Written task –
List every line in the listing below that contains the string "countertop".

The data –
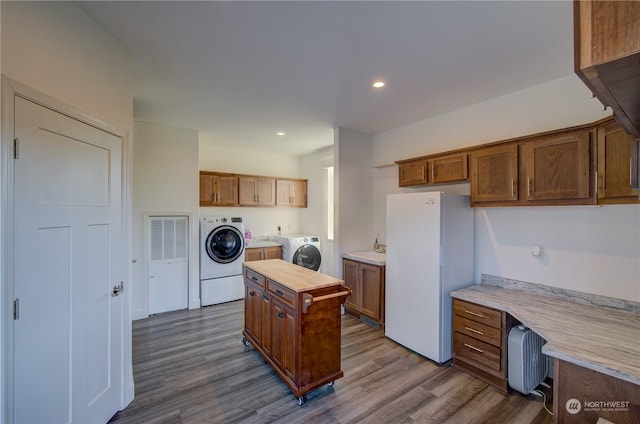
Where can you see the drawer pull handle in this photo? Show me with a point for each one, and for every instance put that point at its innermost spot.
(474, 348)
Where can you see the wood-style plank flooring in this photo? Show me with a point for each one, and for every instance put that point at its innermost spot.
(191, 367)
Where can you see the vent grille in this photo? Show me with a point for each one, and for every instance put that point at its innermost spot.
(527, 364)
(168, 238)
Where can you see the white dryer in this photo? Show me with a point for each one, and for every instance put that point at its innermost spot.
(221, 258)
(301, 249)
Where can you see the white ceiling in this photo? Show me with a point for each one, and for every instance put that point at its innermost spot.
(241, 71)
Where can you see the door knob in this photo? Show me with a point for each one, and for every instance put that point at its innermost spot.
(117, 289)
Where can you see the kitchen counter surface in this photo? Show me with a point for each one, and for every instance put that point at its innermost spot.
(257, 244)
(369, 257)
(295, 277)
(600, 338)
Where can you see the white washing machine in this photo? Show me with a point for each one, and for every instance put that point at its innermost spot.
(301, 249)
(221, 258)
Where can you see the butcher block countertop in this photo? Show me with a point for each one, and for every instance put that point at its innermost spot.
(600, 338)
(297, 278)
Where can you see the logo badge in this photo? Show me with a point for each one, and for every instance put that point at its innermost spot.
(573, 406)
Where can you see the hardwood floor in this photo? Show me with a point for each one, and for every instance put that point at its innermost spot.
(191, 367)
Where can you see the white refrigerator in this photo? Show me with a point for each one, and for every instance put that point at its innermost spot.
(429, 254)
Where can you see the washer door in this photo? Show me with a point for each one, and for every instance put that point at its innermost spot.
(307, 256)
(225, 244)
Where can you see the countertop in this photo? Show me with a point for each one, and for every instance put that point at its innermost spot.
* * *
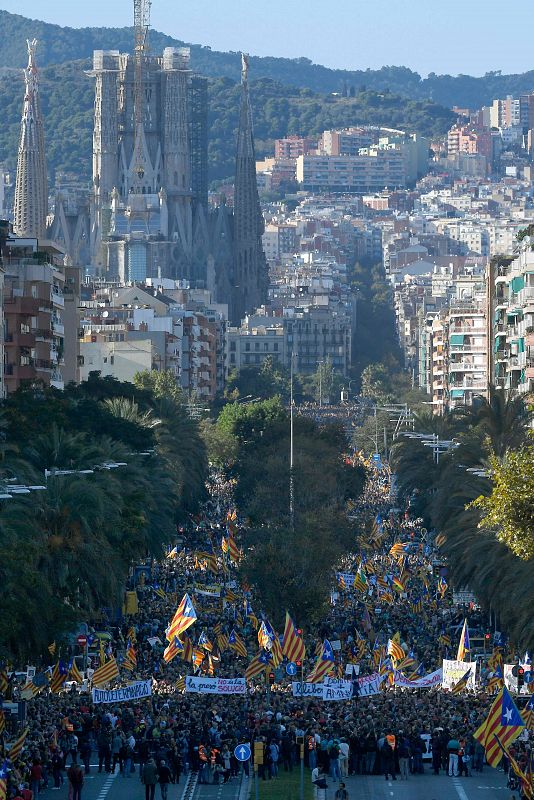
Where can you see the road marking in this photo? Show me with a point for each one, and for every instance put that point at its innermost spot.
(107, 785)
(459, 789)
---
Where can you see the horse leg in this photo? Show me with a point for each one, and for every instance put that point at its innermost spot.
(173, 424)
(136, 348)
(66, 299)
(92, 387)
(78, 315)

Worked solution –
Where can you see the butcher block countertop in this photo? Show me with a point for each one, and for every instance put that point at its innermost spot.
Where can you see the countertop in this photo? Show me with a point for each one, and for every instance put that point at its innermost spot.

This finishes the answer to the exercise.